### Written task 1
In the clustering tutorial, what value does the code pass for n_clusters when it creates the ProcessingConfig?
### Written task 2
Write what comes next in the clustering tutorial notebook, picking up after its last line of code.

# Tutorial 2: Clustering Deep Dive
Embeddings and GMM Clustering.


In [None]:
import sys
from pathlib import Path
# Ensure src is in python path
project_root = Path.cwd().parent
if str(project_root / 'src') not in sys.path:
    sys.path.append(str(project_root / 'src'))

import logging
logging.basicConfig(level=logging.INFO)
from matome.engines.embedder import EmbeddingService
from matome.engines.cluster import GMMClusterer
from domain_models.config import ProcessingConfig
from domain_models.manifest import Chunk


In [None]:
config = ProcessingConfig(n_clusters=2, umap_n_neighbors=2)
embedder = EmbeddingService(config)
clusterer = GMMClusterer()


In [None]:
# Create Dummy Chunks (or load real ones)
chunks = [
    Chunk(index=0, text='The cat sat on the mat.', start_char_idx=0, end_char_idx=20),
    Chunk(index=1, text='Dogs are loyal animals.', start_char_idx=21, end_char_idx=40),
    Chunk(index=2, text='Felines are independent.', start_char_idx=41, end_char_idx=60),
    Chunk(index=3, text='Canines like to play fetch.', start_char_idx=61, end_char_idx=80),
]


In [None]:
# Embed Chunks
embeddings_iter = embedder.embed_chunks(chunks)

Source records
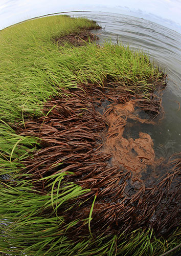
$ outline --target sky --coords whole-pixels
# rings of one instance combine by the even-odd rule
[[[0,0],[0,29],[37,16],[75,10],[129,14],[181,33],[181,0]]]

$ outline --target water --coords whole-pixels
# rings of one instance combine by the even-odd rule
[[[149,54],[150,59],[168,75],[168,82],[162,98],[165,115],[157,125],[138,129],[148,133],[157,156],[168,157],[181,151],[181,34],[155,23],[128,15],[103,12],[76,13],[96,21],[103,29],[94,31],[102,43],[117,38],[133,50]],[[137,129],[137,127],[136,127]]]

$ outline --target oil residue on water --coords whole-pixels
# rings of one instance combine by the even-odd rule
[[[153,95],[143,99],[117,86],[65,90],[63,98],[45,103],[43,116],[15,126],[18,134],[40,139],[40,149],[25,160],[22,170],[36,189],[49,193],[42,178],[60,172],[65,174],[60,193],[64,182],[87,189],[57,212],[67,223],[79,220],[66,230],[75,239],[89,233],[85,220],[95,196],[95,234],[153,228],[157,236],[167,237],[178,223],[180,154],[157,157],[148,133],[131,135],[135,123],[154,126],[161,101]]]
[[[139,183],[143,185],[143,172],[146,172],[148,167],[151,167],[153,170],[161,160],[155,159],[153,142],[149,134],[140,132],[138,138],[135,139],[130,137],[128,133],[124,134],[127,126],[132,124],[131,129],[134,130],[134,123],[128,122],[128,120],[140,124],[154,123],[153,121],[139,116],[140,110],[135,110],[136,104],[136,100],[130,100],[125,104],[112,103],[107,105],[103,115],[106,117],[109,125],[107,130],[101,134],[103,140],[102,152],[111,154],[112,165],[123,166],[131,171],[134,186]],[[103,105],[104,107],[105,102]],[[144,177],[145,179],[145,176]]]

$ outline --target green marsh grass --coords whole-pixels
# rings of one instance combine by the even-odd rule
[[[87,192],[66,183],[60,172],[43,178],[49,192],[41,193],[25,179],[23,161],[40,147],[39,140],[16,134],[13,125],[42,115],[50,96],[63,97],[61,89],[82,83],[104,87],[112,83],[128,92],[148,97],[162,72],[142,52],[106,42],[103,47],[86,43],[76,48],[60,46],[54,39],[96,25],[86,19],[54,16],[27,21],[0,31],[0,252],[19,256],[158,255],[177,244],[178,231],[168,241],[152,231],[93,239],[92,213],[83,222],[89,236],[74,243],[66,236],[79,220],[65,222],[57,209],[74,207],[69,202]],[[14,128],[13,128],[14,127]],[[60,165],[61,169],[61,165]],[[30,176],[30,175],[29,175]],[[25,177],[24,177],[25,176]],[[61,184],[61,186],[60,186]]]

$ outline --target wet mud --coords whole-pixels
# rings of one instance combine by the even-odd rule
[[[97,29],[100,28],[98,27]],[[71,33],[65,36],[55,38],[55,41],[60,46],[64,46],[68,44],[79,47],[85,45],[87,42],[93,42],[98,39],[98,36],[90,33],[88,30],[85,29],[80,32]]]
[[[23,162],[25,179],[46,193],[48,183],[39,179],[64,172],[62,189],[71,182],[90,189],[57,212],[67,223],[79,220],[66,230],[77,242],[89,234],[85,220],[95,195],[94,236],[153,228],[157,237],[168,237],[180,218],[181,154],[156,157],[149,134],[127,133],[136,122],[156,125],[161,101],[116,85],[82,84],[61,93],[45,103],[43,116],[27,116],[24,125],[14,126],[18,134],[40,139],[39,149]]]

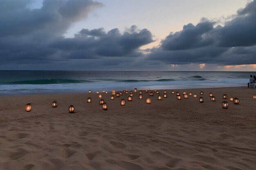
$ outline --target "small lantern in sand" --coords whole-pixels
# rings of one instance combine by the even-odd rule
[[[239,104],[239,99],[238,98],[235,97],[234,98],[234,104]]]
[[[150,104],[151,102],[151,100],[149,98],[147,98],[146,99],[146,103],[147,104]]]
[[[52,102],[52,106],[53,108],[56,108],[58,106],[58,102],[57,101],[54,100]]]
[[[104,110],[108,110],[108,105],[106,102],[104,102],[103,104],[102,105],[102,109]]]
[[[68,111],[70,113],[73,113],[75,111],[75,108],[74,107],[74,106],[71,105],[68,108]]]
[[[101,105],[103,105],[104,104],[104,101],[103,99],[101,99],[101,100],[99,101],[99,104]]]
[[[130,95],[128,96],[128,98],[127,98],[127,100],[128,101],[132,101],[132,97]]]
[[[227,101],[224,101],[222,102],[222,108],[227,108],[229,107],[229,103]]]
[[[87,103],[91,103],[92,102],[92,98],[91,97],[88,97],[87,98]]]
[[[25,110],[27,112],[30,112],[31,111],[31,109],[32,109],[32,106],[31,106],[31,103],[28,103],[26,105],[26,108],[25,108]]]
[[[216,97],[215,97],[214,96],[211,97],[211,101],[212,102],[216,102]]]
[[[124,99],[122,99],[121,100],[121,106],[125,105],[125,100],[124,100]]]

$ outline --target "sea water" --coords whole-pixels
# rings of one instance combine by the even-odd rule
[[[247,86],[256,72],[0,71],[0,96]]]

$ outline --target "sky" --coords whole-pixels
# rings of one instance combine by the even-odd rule
[[[0,0],[0,70],[256,71],[256,0]]]

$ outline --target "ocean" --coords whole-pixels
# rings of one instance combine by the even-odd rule
[[[0,96],[247,86],[256,72],[0,71]]]

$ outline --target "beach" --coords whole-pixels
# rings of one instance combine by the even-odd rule
[[[161,100],[145,91],[139,99],[138,90],[131,102],[124,93],[110,100],[112,91],[100,91],[107,110],[95,91],[0,97],[0,169],[256,169],[255,88],[166,90],[167,98]],[[162,97],[164,90],[159,90]],[[197,97],[184,99],[183,91]],[[239,98],[239,104],[229,101],[231,97]],[[120,105],[122,98],[125,106]],[[52,106],[54,100],[57,108]],[[227,109],[222,107],[225,100]],[[25,111],[28,103],[30,112]]]

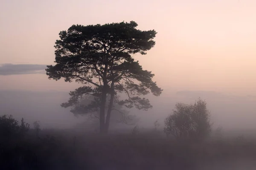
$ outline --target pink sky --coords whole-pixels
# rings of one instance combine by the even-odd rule
[[[52,64],[60,31],[134,20],[157,32],[137,54],[165,91],[256,94],[256,1],[14,0],[0,2],[0,64]],[[0,76],[0,90],[70,90],[43,74]]]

### Written reply 1
2

### Written reply 2
# Materialize for clustering
embedded_chunks = list(embeddings_iter)
print('Chunks embedded.')


In [None]:
# Cluster
def embedding_generator():
    for c in embedded_chunks:
        if c.embedding:
            yield (str(c.index), c.embedding)

clusters = clusterer.cluster_nodes(embedding_generator(), config)
print(f'Formed {len(clusters)} clusters.')
for cluster in clusters:
    print(f'Cluster {cluster.id}: Nodes {cluster.node_indices}')